• _Exercise prompt_
For every record below, write out an exact copy.
[Dataset Boundary: Start]
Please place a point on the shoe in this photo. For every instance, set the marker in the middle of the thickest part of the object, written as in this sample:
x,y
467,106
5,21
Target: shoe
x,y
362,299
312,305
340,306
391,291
[Dataset Boundary: End]
• _Exercise result_
Please place a point on the shoe in this photo. For every instance, set the marker in the middle of the thickest part of the object, written as in this sample:
x,y
467,106
5,21
Target: shoe
x,y
362,299
312,305
340,306
391,291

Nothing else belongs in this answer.